> **WORK TO COMPLETE**: Every entry that follows should be reproduced exactly.

> **GIVEN ENTRIES**:
====
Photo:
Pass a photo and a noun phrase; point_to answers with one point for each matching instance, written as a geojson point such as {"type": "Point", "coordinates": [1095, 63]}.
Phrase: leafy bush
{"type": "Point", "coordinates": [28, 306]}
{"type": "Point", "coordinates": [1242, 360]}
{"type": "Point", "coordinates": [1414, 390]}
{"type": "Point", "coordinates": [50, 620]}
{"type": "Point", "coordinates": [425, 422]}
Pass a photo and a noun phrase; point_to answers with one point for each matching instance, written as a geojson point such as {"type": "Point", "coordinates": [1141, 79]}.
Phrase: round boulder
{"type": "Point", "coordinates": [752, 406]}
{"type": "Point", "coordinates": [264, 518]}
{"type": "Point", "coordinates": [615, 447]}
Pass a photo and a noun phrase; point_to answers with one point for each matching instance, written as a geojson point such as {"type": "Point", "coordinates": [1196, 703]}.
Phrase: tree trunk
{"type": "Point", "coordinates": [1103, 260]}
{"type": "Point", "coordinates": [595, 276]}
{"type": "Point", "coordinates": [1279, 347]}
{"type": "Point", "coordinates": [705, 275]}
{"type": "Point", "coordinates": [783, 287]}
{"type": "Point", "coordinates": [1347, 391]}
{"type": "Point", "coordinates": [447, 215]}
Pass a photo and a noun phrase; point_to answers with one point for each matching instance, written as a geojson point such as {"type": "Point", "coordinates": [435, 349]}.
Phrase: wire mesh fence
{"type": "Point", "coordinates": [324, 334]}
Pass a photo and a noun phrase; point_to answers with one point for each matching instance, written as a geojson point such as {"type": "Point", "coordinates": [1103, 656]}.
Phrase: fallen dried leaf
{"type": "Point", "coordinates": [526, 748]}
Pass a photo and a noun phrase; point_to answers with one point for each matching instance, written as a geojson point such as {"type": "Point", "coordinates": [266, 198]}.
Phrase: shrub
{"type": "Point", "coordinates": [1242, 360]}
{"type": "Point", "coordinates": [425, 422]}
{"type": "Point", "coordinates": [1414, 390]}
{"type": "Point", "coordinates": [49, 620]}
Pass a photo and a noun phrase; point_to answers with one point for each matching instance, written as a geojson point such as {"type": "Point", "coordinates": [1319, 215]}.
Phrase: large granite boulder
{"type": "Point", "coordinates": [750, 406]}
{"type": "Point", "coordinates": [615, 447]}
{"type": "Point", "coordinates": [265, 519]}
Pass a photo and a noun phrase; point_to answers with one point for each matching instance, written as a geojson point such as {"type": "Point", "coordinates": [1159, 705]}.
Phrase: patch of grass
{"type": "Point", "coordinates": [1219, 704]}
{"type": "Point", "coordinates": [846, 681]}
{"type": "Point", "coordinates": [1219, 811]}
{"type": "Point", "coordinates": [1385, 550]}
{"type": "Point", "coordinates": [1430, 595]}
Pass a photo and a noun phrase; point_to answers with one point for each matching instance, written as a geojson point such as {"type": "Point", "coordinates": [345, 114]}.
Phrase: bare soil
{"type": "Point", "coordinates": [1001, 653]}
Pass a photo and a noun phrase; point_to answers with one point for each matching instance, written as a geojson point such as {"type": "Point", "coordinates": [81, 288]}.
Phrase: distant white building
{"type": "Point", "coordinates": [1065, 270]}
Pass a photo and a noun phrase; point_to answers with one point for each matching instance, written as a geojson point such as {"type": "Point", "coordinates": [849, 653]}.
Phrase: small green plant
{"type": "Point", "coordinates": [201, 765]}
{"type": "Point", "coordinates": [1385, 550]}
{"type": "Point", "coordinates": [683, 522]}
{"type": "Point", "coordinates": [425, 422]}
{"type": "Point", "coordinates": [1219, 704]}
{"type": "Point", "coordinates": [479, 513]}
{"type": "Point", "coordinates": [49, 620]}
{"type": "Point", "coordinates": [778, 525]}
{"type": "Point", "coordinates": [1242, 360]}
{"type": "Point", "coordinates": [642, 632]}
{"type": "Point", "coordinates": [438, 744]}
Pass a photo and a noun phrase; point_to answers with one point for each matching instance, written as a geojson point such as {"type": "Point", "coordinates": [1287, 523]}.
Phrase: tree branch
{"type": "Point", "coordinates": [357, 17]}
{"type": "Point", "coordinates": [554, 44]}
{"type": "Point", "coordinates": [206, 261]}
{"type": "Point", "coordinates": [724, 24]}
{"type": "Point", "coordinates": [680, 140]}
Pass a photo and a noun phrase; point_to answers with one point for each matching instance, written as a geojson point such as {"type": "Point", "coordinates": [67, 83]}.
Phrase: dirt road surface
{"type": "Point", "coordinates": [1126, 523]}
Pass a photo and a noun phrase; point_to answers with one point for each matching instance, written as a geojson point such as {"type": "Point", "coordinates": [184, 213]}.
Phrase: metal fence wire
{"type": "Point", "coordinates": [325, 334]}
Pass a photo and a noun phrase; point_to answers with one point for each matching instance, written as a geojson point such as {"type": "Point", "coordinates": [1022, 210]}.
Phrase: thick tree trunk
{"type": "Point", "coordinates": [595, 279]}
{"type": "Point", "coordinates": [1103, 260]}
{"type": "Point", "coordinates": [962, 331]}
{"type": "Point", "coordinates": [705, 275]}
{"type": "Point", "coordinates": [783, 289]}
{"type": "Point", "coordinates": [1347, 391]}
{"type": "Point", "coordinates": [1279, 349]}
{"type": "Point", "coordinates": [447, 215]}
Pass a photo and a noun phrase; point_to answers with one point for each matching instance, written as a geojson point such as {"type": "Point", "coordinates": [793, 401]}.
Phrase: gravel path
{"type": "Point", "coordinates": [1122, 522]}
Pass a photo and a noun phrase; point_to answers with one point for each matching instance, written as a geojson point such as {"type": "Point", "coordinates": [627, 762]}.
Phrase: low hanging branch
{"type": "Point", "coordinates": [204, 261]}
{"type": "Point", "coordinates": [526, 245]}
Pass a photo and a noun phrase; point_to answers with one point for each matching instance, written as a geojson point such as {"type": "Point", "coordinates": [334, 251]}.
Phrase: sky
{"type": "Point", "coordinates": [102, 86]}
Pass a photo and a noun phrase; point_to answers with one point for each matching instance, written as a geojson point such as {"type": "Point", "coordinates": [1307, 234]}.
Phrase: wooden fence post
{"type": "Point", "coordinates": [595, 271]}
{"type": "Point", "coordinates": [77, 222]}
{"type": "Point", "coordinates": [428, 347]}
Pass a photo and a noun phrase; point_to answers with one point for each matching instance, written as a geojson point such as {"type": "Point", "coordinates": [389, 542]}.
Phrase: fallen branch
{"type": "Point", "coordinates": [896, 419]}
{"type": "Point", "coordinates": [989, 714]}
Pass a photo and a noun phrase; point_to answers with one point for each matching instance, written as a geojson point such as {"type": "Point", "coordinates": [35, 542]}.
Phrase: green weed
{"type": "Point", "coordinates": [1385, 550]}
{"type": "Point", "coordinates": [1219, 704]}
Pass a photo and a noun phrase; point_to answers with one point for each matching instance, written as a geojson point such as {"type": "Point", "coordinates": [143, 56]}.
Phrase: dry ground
====
> **TASK OUTPUT**:
Photo:
Pass a photo and a noun phrase; point_to answers with one point for each matching instance, written as a geojson point such as {"type": "Point", "coordinates": [1095, 63]}.
Phrase: leafy bush
{"type": "Point", "coordinates": [28, 306]}
{"type": "Point", "coordinates": [1242, 360]}
{"type": "Point", "coordinates": [1414, 390]}
{"type": "Point", "coordinates": [50, 620]}
{"type": "Point", "coordinates": [425, 422]}
Pass a photo and a noun phrase; point_to answers with one point for each matching instance, written as a geojson point such as {"type": "Point", "coordinates": [1141, 79]}.
Phrase: round boulder
{"type": "Point", "coordinates": [752, 406]}
{"type": "Point", "coordinates": [264, 518]}
{"type": "Point", "coordinates": [615, 447]}
Pass a photo and a noun phrase; point_to answers with one point for each matching instance, written as a geojson point such as {"type": "Point", "coordinates": [1196, 703]}.
Phrase: tree trunk
{"type": "Point", "coordinates": [1103, 260]}
{"type": "Point", "coordinates": [595, 276]}
{"type": "Point", "coordinates": [1279, 347]}
{"type": "Point", "coordinates": [705, 275]}
{"type": "Point", "coordinates": [783, 287]}
{"type": "Point", "coordinates": [1347, 391]}
{"type": "Point", "coordinates": [447, 215]}
Pass a photo and a noun phrase; point_to answers with one point for each matching instance, written as a geojson point such as {"type": "Point", "coordinates": [435, 349]}.
Phrase: wire mesh fence
{"type": "Point", "coordinates": [324, 334]}
Pass a photo and a noun phrase; point_to answers with one point for each matching instance, written as a geojson point such as {"type": "Point", "coordinates": [1103, 656]}.
Phrase: fallen dried leaf
{"type": "Point", "coordinates": [526, 748]}
Pass a photo and a noun phrase; point_to answers with one point for each matching instance, written as a geojson point such as {"type": "Point", "coordinates": [266, 198]}.
Phrase: shrub
{"type": "Point", "coordinates": [1242, 360]}
{"type": "Point", "coordinates": [425, 422]}
{"type": "Point", "coordinates": [1414, 390]}
{"type": "Point", "coordinates": [49, 620]}
Pass a photo and a noun phrase; point_to answers with one point for each matching instance, written as a geojson point such as {"type": "Point", "coordinates": [1319, 215]}.
Phrase: large granite boulder
{"type": "Point", "coordinates": [750, 406]}
{"type": "Point", "coordinates": [615, 447]}
{"type": "Point", "coordinates": [265, 519]}
Pass a photo and a noun phrase; point_to answers with one point for each matching instance, written as a geojson point such as {"type": "Point", "coordinates": [1159, 705]}.
Phrase: patch of grass
{"type": "Point", "coordinates": [1219, 704]}
{"type": "Point", "coordinates": [846, 681]}
{"type": "Point", "coordinates": [1219, 811]}
{"type": "Point", "coordinates": [1385, 550]}
{"type": "Point", "coordinates": [1430, 595]}
Pass a photo and a noun phrase; point_to answers with one point for each matching instance, written as a geojson point such as {"type": "Point", "coordinates": [345, 114]}.
Phrase: bare soil
{"type": "Point", "coordinates": [1001, 653]}
Pass a photo and a noun phrase; point_to answers with one point for each matching instance, written as a geojson point such as {"type": "Point", "coordinates": [81, 288]}.
Phrase: distant white building
{"type": "Point", "coordinates": [1065, 270]}
Pass a photo and a noun phrase; point_to answers with one point for each matching instance, written as a geojson point such as {"type": "Point", "coordinates": [849, 653]}.
Phrase: small green plant
{"type": "Point", "coordinates": [201, 765]}
{"type": "Point", "coordinates": [1385, 550]}
{"type": "Point", "coordinates": [683, 522]}
{"type": "Point", "coordinates": [425, 422]}
{"type": "Point", "coordinates": [1219, 704]}
{"type": "Point", "coordinates": [479, 513]}
{"type": "Point", "coordinates": [49, 620]}
{"type": "Point", "coordinates": [778, 525]}
{"type": "Point", "coordinates": [1242, 360]}
{"type": "Point", "coordinates": [642, 632]}
{"type": "Point", "coordinates": [438, 744]}
Pass a photo and a noun phrase; point_to answers with one point for each matching instance, written as a geojson point such as {"type": "Point", "coordinates": [1287, 523]}.
Phrase: tree branch
{"type": "Point", "coordinates": [357, 17]}
{"type": "Point", "coordinates": [554, 44]}
{"type": "Point", "coordinates": [206, 261]}
{"type": "Point", "coordinates": [724, 24]}
{"type": "Point", "coordinates": [680, 140]}
Pass a photo and a noun phrase; point_to answers with one point for each matching instance, written as a geojson point such as {"type": "Point", "coordinates": [67, 83]}.
Phrase: dirt road surface
{"type": "Point", "coordinates": [1126, 523]}
Pass a photo and a noun phrase; point_to answers with one point for each matching instance, written as a geojson point such as {"type": "Point", "coordinates": [184, 213]}.
Phrase: metal fence wire
{"type": "Point", "coordinates": [325, 334]}
Pass a photo and a noun phrase; point_to answers with one point for each matching instance, written as a geojson point such as {"type": "Point", "coordinates": [1022, 210]}.
Phrase: thick tree trunk
{"type": "Point", "coordinates": [595, 279]}
{"type": "Point", "coordinates": [1103, 260]}
{"type": "Point", "coordinates": [962, 331]}
{"type": "Point", "coordinates": [705, 275]}
{"type": "Point", "coordinates": [783, 289]}
{"type": "Point", "coordinates": [1347, 391]}
{"type": "Point", "coordinates": [1279, 349]}
{"type": "Point", "coordinates": [447, 215]}
Pass a photo and a noun phrase; point_to answers with one point for each matching instance, written as a geojson point such as {"type": "Point", "coordinates": [793, 401]}.
Phrase: gravel path
{"type": "Point", "coordinates": [1122, 522]}
Pass a photo and a noun phrase; point_to answers with one point for each matching instance, written as a geojson point such as {"type": "Point", "coordinates": [627, 762]}.
Phrase: low hanging branch
{"type": "Point", "coordinates": [204, 261]}
{"type": "Point", "coordinates": [526, 245]}
Pass a photo and a noun phrase; point_to answers with one point for each matching instance, written as a geojson point such as {"type": "Point", "coordinates": [334, 251]}.
Phrase: sky
{"type": "Point", "coordinates": [102, 86]}
Pass a photo and a noun phrase; point_to answers with one point for each matching instance, written as a geojson point such as {"type": "Point", "coordinates": [1307, 234]}.
Phrase: wooden fence post
{"type": "Point", "coordinates": [595, 271]}
{"type": "Point", "coordinates": [77, 222]}
{"type": "Point", "coordinates": [428, 347]}
Pass a photo and a noun phrase; point_to answers with one point for each matching instance, written as a geojson point such as {"type": "Point", "coordinates": [389, 542]}.
Phrase: fallen branch
{"type": "Point", "coordinates": [896, 419]}
{"type": "Point", "coordinates": [989, 714]}
Pass a photo and a noun phrase; point_to answers with one point for each matching instance, written as a geojson point such as {"type": "Point", "coordinates": [35, 542]}.
Phrase: green weed
{"type": "Point", "coordinates": [1385, 550]}
{"type": "Point", "coordinates": [1219, 704]}
Pass a photo and a noun phrase; point_to answers with one point for each matching instance, written as a geojson point such as {"type": "Point", "coordinates": [143, 56]}.
Phrase: dry ground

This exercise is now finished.